== Set exercise ==
Reproduce the listing from the line with "If you could mark the bird's head" up to and including its final line, substituting "image" for "photo" and leaving everything else unaltered. Omit the pictures from your answer.

== Extracted entries ==
* * * *
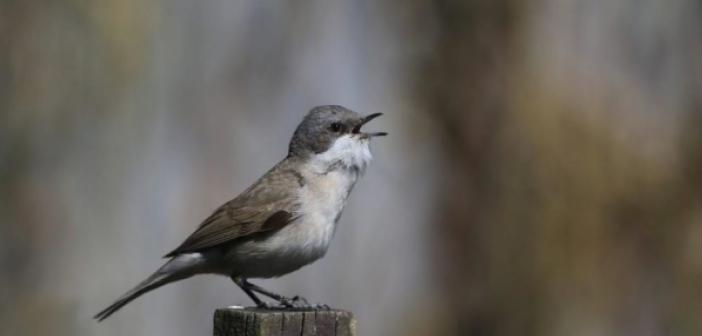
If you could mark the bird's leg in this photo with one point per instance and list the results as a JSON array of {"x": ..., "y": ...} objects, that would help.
[
  {"x": 296, "y": 301},
  {"x": 244, "y": 285}
]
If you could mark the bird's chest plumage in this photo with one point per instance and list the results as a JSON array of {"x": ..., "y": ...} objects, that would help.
[
  {"x": 326, "y": 181},
  {"x": 322, "y": 200}
]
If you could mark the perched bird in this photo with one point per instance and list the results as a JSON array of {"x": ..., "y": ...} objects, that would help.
[{"x": 282, "y": 222}]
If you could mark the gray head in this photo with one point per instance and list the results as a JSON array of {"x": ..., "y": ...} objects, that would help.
[{"x": 324, "y": 124}]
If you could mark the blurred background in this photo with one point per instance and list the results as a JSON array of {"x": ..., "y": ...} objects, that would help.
[{"x": 543, "y": 173}]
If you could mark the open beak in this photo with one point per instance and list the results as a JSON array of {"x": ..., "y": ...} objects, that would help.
[{"x": 366, "y": 119}]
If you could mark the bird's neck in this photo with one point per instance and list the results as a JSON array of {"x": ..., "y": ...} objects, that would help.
[{"x": 348, "y": 154}]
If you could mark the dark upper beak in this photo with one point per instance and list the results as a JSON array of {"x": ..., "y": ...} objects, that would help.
[{"x": 366, "y": 119}]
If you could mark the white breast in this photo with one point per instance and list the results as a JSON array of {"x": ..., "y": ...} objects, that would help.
[{"x": 329, "y": 178}]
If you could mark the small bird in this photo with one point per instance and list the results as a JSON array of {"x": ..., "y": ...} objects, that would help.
[{"x": 282, "y": 222}]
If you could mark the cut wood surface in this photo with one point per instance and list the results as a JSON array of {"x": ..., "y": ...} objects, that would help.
[{"x": 263, "y": 322}]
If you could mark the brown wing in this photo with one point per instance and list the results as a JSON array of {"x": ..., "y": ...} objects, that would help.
[{"x": 267, "y": 205}]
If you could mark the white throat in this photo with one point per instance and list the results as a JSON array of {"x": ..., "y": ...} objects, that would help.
[{"x": 349, "y": 152}]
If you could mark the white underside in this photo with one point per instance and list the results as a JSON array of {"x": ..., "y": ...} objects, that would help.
[{"x": 329, "y": 178}]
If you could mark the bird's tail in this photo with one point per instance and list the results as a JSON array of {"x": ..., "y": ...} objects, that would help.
[{"x": 173, "y": 270}]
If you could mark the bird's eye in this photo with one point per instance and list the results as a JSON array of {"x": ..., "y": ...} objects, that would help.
[{"x": 336, "y": 127}]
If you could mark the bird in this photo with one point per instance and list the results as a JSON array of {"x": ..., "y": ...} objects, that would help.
[{"x": 283, "y": 221}]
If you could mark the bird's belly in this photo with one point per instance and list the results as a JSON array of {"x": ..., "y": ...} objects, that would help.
[
  {"x": 280, "y": 253},
  {"x": 301, "y": 242}
]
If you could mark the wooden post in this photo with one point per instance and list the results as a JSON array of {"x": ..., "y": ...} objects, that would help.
[{"x": 262, "y": 322}]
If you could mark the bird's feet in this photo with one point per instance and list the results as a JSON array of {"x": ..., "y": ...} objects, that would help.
[{"x": 296, "y": 302}]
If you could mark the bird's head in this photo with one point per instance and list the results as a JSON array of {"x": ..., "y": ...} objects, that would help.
[{"x": 333, "y": 133}]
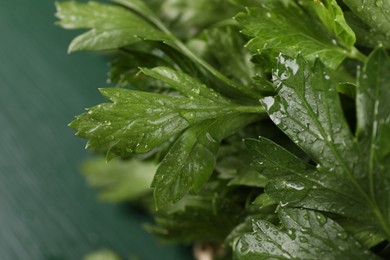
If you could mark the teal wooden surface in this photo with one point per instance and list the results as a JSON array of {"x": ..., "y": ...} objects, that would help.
[{"x": 46, "y": 209}]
* * * *
== Finished answer ==
If you could mark the bird's head in this image with one point per instance and list the results as a JSON array of {"x": ..., "y": ...} objects, that would help.
[{"x": 333, "y": 133}]
If you could mark the teal wooden surface in this image with one point per instance and list the results as a JSON array of {"x": ..., "y": ...} objects, that would help.
[{"x": 46, "y": 209}]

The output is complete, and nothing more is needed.